#### Instructions to follow:
Reproduce verbatim the stretch of the material from its beginning through the line containing "point(510, 63)", omitting the pictures.

#### Entries shown:

#####

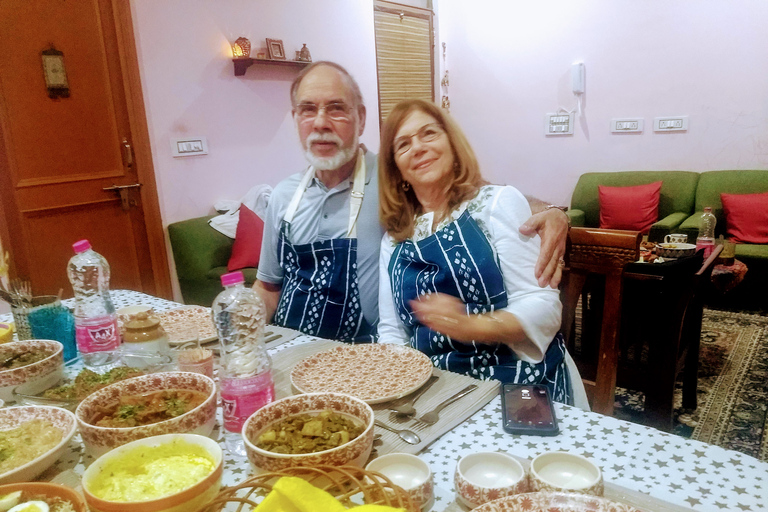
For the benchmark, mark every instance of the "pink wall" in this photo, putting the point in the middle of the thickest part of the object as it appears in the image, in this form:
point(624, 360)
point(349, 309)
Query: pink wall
point(190, 89)
point(510, 63)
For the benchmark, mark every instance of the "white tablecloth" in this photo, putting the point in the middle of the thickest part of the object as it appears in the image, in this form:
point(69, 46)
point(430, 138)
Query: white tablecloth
point(670, 468)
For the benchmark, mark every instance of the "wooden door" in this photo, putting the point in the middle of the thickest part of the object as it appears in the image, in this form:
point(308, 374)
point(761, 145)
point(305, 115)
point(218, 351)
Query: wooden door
point(57, 155)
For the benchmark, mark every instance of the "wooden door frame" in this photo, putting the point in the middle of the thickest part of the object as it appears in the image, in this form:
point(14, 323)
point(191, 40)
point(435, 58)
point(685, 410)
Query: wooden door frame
point(142, 154)
point(137, 119)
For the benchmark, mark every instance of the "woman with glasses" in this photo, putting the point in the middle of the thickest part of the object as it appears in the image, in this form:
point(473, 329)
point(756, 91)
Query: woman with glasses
point(456, 276)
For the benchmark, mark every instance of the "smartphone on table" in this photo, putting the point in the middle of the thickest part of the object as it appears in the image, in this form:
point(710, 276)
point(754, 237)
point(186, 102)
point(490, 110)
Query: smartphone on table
point(527, 409)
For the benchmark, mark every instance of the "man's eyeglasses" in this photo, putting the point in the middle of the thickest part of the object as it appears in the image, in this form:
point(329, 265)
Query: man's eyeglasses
point(427, 133)
point(337, 111)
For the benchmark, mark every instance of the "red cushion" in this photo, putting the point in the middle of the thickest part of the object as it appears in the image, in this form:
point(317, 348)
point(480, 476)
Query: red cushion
point(746, 217)
point(634, 208)
point(247, 247)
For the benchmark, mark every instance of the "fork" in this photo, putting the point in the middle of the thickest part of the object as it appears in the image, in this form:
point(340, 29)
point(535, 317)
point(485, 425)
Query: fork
point(406, 410)
point(433, 416)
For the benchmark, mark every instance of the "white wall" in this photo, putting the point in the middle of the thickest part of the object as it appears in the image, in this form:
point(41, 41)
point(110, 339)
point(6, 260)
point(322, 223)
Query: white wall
point(509, 65)
point(190, 89)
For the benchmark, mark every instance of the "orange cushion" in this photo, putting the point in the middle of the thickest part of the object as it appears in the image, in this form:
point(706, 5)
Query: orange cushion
point(746, 217)
point(635, 208)
point(246, 250)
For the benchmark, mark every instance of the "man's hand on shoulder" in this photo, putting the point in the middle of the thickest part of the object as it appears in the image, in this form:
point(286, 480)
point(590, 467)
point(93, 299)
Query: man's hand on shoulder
point(551, 224)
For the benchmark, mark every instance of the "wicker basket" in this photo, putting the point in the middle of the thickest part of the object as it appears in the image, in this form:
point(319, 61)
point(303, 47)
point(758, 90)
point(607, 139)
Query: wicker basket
point(342, 482)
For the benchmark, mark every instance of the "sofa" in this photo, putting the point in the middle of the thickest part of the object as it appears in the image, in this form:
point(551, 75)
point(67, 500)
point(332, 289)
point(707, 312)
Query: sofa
point(713, 183)
point(676, 201)
point(201, 254)
point(683, 197)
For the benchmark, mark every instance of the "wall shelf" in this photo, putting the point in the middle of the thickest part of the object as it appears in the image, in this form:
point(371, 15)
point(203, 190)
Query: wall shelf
point(242, 64)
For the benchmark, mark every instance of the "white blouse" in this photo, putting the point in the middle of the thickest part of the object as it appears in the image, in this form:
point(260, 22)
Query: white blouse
point(499, 211)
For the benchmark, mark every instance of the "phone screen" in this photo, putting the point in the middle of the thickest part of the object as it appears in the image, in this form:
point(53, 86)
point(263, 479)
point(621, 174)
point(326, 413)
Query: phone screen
point(528, 408)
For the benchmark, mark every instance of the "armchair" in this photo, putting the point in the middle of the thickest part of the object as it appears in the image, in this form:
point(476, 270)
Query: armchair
point(201, 254)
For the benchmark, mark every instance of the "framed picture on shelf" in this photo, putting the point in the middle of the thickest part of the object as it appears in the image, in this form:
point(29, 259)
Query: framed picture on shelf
point(275, 48)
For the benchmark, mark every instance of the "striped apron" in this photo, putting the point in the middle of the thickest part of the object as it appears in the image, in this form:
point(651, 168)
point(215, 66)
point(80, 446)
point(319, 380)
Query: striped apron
point(458, 260)
point(320, 295)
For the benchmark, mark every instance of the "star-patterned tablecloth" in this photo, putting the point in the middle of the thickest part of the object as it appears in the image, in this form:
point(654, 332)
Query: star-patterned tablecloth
point(668, 468)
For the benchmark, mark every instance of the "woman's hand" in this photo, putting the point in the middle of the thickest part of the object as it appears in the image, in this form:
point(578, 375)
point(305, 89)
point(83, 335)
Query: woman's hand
point(445, 314)
point(552, 226)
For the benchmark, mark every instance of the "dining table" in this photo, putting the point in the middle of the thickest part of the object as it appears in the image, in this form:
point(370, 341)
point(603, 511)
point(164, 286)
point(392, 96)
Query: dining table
point(645, 467)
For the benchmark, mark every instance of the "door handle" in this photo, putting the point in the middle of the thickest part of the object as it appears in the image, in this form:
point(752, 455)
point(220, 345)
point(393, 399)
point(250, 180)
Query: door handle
point(122, 191)
point(127, 153)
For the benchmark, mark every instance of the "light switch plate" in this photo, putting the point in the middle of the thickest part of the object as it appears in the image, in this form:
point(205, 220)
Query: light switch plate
point(627, 125)
point(558, 124)
point(190, 146)
point(670, 124)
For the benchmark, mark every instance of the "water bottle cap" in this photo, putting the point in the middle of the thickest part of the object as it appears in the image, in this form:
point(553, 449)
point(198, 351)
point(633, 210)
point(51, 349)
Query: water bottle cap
point(81, 246)
point(232, 278)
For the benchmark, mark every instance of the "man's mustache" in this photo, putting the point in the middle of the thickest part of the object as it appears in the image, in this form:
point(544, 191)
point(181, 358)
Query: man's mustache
point(324, 137)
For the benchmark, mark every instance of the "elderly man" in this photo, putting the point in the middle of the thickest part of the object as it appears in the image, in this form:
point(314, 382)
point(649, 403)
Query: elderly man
point(318, 271)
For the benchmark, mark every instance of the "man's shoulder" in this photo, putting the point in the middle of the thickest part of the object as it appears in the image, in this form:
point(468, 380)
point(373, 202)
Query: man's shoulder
point(284, 190)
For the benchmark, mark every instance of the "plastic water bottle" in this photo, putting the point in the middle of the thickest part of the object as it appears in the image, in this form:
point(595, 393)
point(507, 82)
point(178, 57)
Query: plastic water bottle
point(246, 368)
point(706, 238)
point(96, 330)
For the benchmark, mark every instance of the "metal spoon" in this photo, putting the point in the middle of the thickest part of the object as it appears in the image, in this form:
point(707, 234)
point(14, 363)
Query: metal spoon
point(408, 436)
point(406, 410)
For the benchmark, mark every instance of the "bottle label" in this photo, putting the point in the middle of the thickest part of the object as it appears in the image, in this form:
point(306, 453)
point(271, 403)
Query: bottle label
point(98, 336)
point(708, 244)
point(242, 397)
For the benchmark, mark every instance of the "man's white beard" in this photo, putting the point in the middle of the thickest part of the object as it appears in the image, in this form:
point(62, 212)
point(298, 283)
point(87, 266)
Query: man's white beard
point(331, 163)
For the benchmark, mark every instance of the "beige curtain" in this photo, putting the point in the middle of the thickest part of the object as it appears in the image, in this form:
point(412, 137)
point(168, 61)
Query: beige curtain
point(404, 52)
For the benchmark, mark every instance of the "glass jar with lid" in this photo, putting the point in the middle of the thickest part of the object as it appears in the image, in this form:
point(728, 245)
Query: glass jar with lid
point(143, 333)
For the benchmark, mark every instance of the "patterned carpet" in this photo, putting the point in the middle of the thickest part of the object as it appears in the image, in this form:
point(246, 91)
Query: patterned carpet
point(733, 386)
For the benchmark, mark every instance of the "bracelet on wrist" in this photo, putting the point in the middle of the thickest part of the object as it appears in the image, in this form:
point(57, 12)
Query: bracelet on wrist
point(563, 209)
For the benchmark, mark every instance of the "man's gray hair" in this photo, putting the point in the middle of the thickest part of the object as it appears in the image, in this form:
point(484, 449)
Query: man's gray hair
point(351, 83)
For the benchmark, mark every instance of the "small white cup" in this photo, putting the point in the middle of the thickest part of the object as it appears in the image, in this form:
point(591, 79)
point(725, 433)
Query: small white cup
point(409, 472)
point(566, 472)
point(675, 238)
point(487, 476)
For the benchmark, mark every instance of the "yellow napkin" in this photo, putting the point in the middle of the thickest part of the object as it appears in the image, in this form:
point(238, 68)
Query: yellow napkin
point(6, 333)
point(294, 494)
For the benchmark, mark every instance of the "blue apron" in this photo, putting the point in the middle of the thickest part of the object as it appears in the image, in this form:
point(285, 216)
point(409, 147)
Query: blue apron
point(458, 260)
point(319, 295)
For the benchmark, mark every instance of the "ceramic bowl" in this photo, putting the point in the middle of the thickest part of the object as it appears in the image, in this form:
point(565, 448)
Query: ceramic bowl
point(48, 492)
point(200, 420)
point(36, 376)
point(675, 250)
point(13, 417)
point(190, 499)
point(487, 476)
point(27, 394)
point(565, 472)
point(354, 452)
point(409, 472)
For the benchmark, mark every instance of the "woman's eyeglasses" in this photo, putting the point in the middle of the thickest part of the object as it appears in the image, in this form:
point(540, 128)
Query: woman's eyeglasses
point(337, 111)
point(427, 133)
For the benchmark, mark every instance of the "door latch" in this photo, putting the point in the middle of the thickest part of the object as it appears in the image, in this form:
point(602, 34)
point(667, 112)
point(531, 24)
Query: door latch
point(123, 191)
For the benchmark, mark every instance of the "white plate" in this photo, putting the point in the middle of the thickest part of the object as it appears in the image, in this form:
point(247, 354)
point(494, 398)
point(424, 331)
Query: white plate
point(188, 323)
point(374, 372)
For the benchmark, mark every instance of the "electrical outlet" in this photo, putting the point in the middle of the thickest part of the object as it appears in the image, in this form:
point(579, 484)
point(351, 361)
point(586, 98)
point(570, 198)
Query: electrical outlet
point(670, 124)
point(633, 125)
point(558, 124)
point(191, 146)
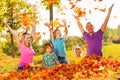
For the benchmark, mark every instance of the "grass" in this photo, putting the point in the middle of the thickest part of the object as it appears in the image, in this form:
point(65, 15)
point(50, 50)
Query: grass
point(8, 63)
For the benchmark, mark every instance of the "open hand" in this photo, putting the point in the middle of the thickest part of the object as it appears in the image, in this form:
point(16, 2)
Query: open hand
point(111, 7)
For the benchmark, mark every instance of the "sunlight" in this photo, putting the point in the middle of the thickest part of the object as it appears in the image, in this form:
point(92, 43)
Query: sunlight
point(96, 17)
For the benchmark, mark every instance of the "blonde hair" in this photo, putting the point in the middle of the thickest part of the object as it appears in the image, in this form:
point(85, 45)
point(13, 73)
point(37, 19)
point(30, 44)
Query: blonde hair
point(48, 45)
point(54, 33)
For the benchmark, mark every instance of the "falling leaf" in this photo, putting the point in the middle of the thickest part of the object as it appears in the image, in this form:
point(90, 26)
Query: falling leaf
point(44, 33)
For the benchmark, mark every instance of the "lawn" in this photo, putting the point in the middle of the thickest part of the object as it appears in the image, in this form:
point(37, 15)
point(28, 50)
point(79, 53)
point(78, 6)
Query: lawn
point(8, 63)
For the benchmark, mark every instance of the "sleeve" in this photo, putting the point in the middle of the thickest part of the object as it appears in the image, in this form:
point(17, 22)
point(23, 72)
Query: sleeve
point(52, 40)
point(55, 57)
point(43, 57)
point(63, 39)
point(99, 32)
point(85, 34)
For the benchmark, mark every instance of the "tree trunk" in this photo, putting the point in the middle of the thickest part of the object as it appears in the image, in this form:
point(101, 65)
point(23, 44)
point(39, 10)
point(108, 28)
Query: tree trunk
point(11, 24)
point(12, 46)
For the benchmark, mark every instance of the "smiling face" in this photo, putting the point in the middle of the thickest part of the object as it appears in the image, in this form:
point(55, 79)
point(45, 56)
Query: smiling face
point(48, 48)
point(78, 52)
point(27, 39)
point(57, 34)
point(90, 28)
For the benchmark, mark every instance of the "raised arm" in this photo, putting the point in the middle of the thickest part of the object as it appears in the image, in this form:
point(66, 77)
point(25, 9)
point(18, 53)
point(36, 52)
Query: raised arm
point(33, 30)
point(103, 27)
point(79, 24)
point(66, 30)
point(13, 33)
point(50, 30)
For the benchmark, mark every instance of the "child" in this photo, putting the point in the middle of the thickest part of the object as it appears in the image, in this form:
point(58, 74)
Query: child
point(49, 59)
point(24, 46)
point(59, 42)
point(78, 51)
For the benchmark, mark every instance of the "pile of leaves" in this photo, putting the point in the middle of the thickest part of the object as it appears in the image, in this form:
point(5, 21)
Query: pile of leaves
point(92, 67)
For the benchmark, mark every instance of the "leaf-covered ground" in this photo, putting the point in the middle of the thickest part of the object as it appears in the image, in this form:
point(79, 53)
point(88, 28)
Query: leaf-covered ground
point(89, 68)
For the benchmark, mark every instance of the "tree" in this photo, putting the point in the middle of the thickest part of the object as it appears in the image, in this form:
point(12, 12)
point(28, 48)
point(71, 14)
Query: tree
point(12, 10)
point(49, 6)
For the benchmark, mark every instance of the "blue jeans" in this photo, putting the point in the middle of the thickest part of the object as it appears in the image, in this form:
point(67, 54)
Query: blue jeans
point(62, 60)
point(21, 68)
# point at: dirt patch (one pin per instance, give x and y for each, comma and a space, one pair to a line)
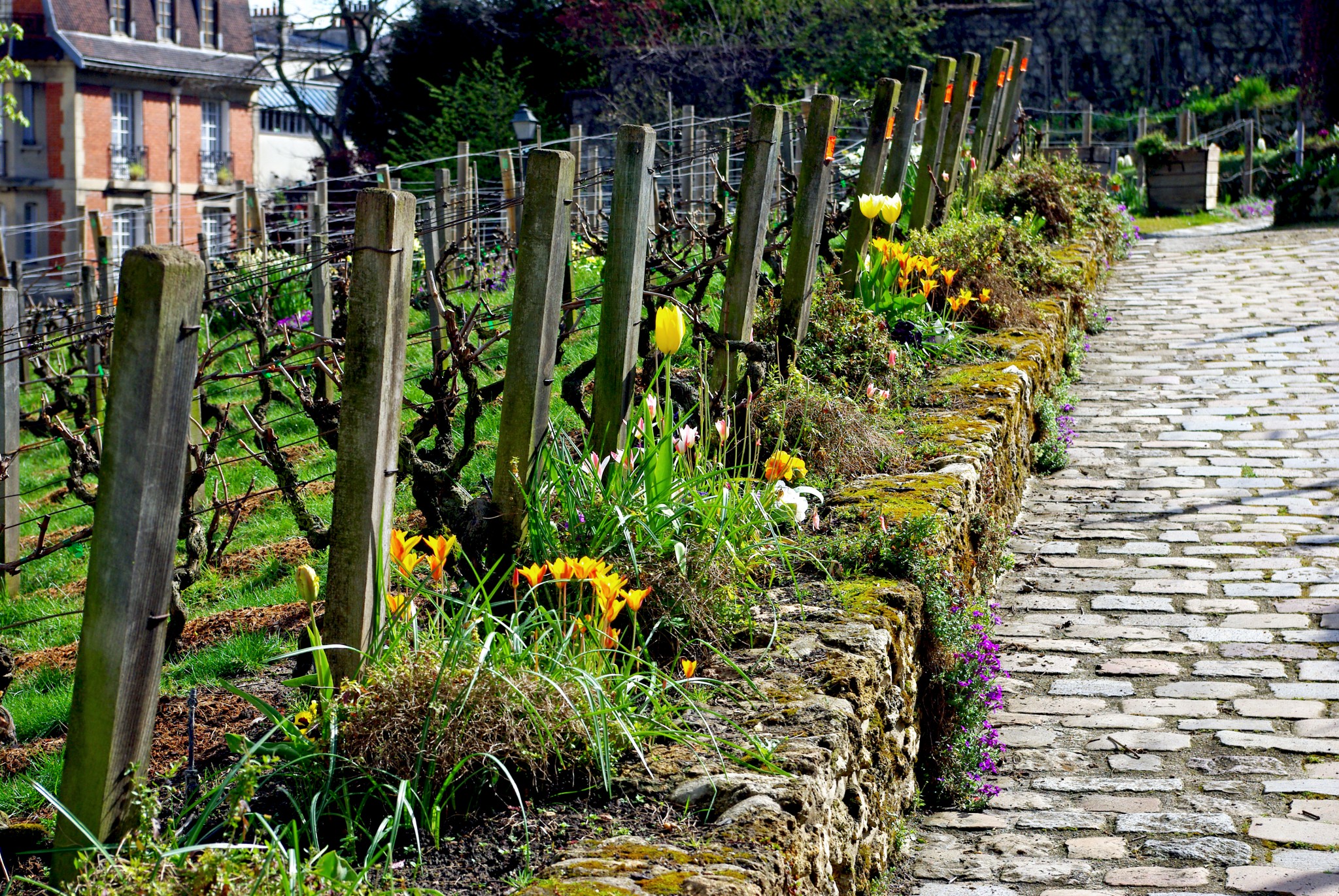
217, 713
279, 619
481, 852
292, 552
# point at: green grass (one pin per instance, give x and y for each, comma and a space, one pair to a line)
1178, 222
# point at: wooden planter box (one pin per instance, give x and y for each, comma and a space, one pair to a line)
1100, 158
1184, 181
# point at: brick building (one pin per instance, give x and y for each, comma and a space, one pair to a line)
141, 109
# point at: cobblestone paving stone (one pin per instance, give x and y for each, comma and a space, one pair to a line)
1172, 627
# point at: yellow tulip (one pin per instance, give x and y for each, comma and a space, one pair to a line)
309, 584
892, 209
670, 329
402, 551
635, 598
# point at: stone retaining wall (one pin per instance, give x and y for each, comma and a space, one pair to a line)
839, 684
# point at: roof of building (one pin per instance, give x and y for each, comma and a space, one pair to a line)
82, 29
316, 97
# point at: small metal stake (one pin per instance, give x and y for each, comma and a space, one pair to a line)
192, 774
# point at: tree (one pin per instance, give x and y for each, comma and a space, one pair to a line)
1321, 57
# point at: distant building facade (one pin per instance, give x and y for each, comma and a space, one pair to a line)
137, 109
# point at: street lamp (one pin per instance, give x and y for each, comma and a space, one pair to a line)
525, 125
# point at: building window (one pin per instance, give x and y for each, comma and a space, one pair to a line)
30, 231
277, 121
209, 23
127, 159
165, 12
29, 106
216, 162
120, 11
216, 224
126, 231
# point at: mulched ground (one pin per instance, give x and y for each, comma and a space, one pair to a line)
484, 854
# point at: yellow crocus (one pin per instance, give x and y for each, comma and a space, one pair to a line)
784, 467
635, 598
670, 329
309, 583
890, 209
402, 551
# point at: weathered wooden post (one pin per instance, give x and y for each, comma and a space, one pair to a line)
624, 278
1013, 98
757, 181
881, 122
991, 97
323, 310
134, 544
1247, 158
950, 157
811, 201
1140, 133
536, 307
904, 130
11, 344
996, 124
936, 122
369, 421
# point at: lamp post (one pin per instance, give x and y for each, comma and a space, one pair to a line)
526, 129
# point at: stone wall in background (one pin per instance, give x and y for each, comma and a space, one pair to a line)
1124, 54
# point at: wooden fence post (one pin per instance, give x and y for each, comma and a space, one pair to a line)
369, 421
1247, 158
951, 157
140, 492
1015, 91
757, 182
536, 307
1140, 133
991, 95
806, 228
881, 122
624, 278
323, 310
998, 116
10, 348
904, 130
936, 122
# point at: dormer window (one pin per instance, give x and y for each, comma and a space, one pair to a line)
165, 11
120, 15
209, 23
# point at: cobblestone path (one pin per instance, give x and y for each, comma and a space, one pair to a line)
1174, 622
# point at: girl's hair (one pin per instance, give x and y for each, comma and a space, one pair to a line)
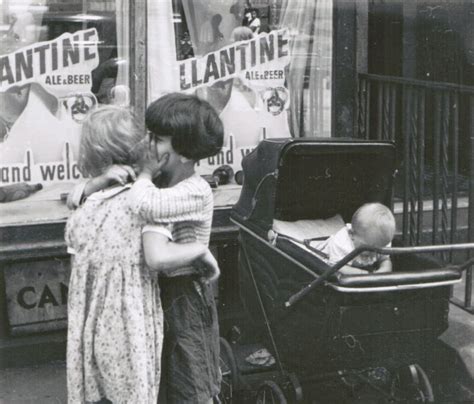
110, 135
195, 128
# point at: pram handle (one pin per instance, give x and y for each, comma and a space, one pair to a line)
385, 251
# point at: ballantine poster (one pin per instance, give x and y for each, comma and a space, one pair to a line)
45, 92
245, 82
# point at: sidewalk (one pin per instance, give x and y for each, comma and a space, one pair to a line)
42, 384
46, 384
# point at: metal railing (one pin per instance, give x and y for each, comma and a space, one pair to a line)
432, 124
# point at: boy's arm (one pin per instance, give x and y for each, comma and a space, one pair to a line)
169, 258
186, 201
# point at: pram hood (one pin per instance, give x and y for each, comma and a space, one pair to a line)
307, 178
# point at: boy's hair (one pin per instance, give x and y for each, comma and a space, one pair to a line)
375, 220
194, 126
110, 135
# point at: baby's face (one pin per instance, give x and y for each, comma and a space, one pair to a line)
365, 258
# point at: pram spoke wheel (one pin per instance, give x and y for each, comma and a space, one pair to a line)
228, 367
413, 384
270, 393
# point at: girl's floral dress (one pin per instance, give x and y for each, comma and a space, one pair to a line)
115, 319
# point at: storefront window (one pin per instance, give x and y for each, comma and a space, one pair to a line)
58, 60
264, 65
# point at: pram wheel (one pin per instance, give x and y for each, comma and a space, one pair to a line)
270, 393
413, 384
228, 367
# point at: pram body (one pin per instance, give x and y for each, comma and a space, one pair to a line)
349, 321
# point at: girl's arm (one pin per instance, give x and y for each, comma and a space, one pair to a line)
115, 174
169, 258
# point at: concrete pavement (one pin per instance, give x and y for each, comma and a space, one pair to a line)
46, 384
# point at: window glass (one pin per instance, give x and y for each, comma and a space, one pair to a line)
265, 65
58, 60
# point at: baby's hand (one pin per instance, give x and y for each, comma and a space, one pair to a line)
151, 164
119, 173
211, 269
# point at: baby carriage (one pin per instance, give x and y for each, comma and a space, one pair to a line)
375, 330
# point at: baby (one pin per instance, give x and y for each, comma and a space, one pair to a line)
372, 225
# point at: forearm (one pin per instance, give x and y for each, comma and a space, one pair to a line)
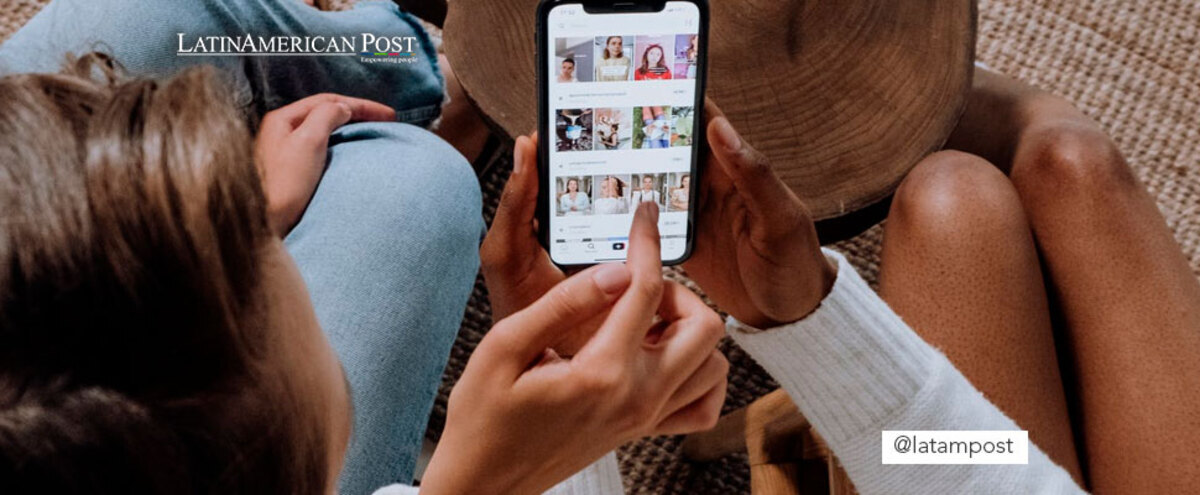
856, 369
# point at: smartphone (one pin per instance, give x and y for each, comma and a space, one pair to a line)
621, 118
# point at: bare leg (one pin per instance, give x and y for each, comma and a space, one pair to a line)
1129, 302
960, 267
462, 126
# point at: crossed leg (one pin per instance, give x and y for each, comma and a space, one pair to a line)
965, 257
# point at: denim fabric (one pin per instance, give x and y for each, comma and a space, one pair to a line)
389, 245
390, 249
144, 39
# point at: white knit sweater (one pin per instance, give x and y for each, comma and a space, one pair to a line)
856, 369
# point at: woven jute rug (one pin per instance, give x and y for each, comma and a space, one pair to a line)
1134, 66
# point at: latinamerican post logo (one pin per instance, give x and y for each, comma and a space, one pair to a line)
369, 47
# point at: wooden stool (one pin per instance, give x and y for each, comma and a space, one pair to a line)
844, 97
786, 455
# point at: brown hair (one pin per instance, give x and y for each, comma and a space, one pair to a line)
619, 55
646, 59
131, 338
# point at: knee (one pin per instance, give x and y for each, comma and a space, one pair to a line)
953, 194
414, 184
1071, 160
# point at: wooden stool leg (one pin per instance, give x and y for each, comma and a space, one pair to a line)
786, 455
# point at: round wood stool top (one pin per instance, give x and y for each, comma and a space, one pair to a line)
844, 97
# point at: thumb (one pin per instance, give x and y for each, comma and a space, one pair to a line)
521, 339
762, 191
519, 202
323, 121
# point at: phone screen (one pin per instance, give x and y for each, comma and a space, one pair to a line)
622, 127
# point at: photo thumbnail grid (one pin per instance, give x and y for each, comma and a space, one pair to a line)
619, 58
623, 129
621, 194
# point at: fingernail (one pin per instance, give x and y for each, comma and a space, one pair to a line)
611, 278
517, 159
727, 135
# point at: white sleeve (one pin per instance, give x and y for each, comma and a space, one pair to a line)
603, 477
855, 368
397, 489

#####

#### Task solution:
For the benchmark, mark every instance of the "pink wall" in this photo, putting the point in the middle of the thickest part of the object as it appears in the image, in this form:
point(624, 360)
point(349, 309)
Query: pink wall
point(190, 89)
point(510, 63)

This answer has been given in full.